> _Record set_:
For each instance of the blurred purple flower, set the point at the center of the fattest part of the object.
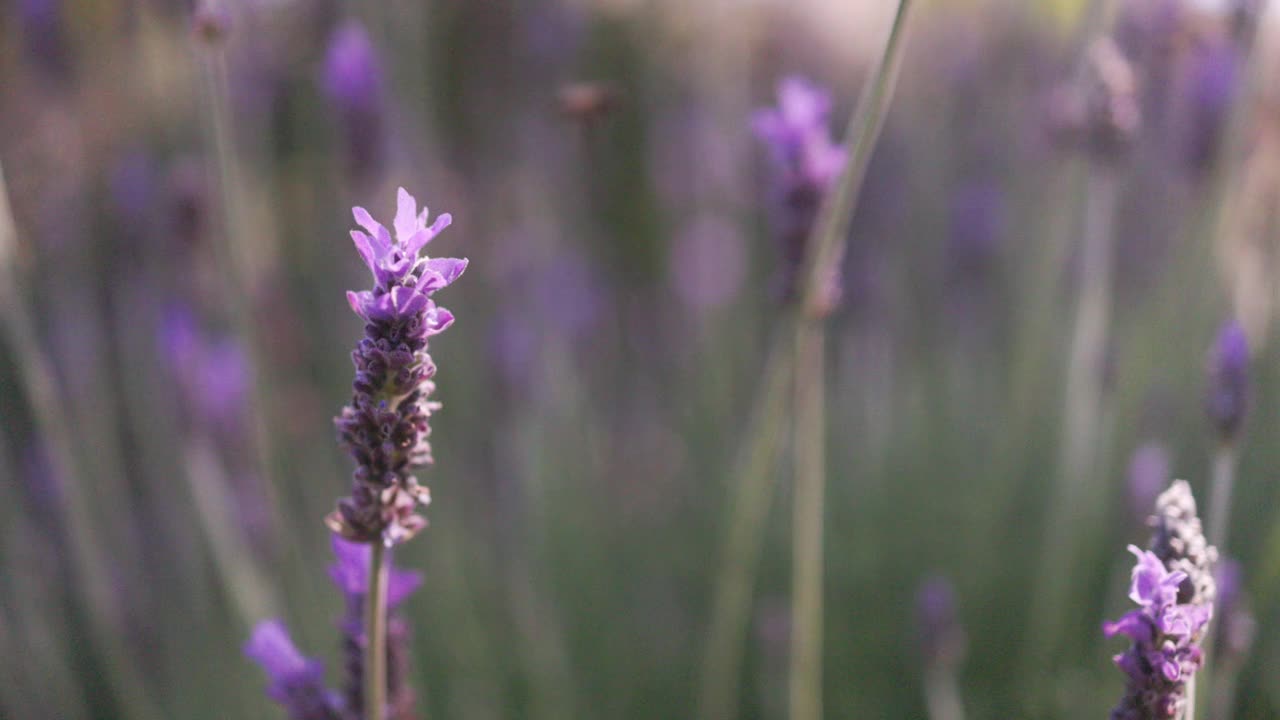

--

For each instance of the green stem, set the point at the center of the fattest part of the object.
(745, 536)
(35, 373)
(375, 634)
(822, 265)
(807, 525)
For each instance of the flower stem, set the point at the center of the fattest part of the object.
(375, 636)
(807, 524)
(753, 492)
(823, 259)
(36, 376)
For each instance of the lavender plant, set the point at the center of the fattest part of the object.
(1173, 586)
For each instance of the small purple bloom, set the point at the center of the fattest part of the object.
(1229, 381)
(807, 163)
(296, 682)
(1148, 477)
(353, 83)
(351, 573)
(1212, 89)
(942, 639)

> _Task goal_:
Reproduce the material without changes, beginning at the line that contains "For each instance of the flower" and stopping after the line that contains "(1173, 586)", with both of those lines included.

> _Exercise output_:
For each instance of the flower stem, set the point at the center of the fattest part of the object.
(375, 636)
(807, 524)
(753, 492)
(823, 259)
(36, 376)
For each instance of the lavender plant, set the point at the center of the fattest part of the object.
(1173, 586)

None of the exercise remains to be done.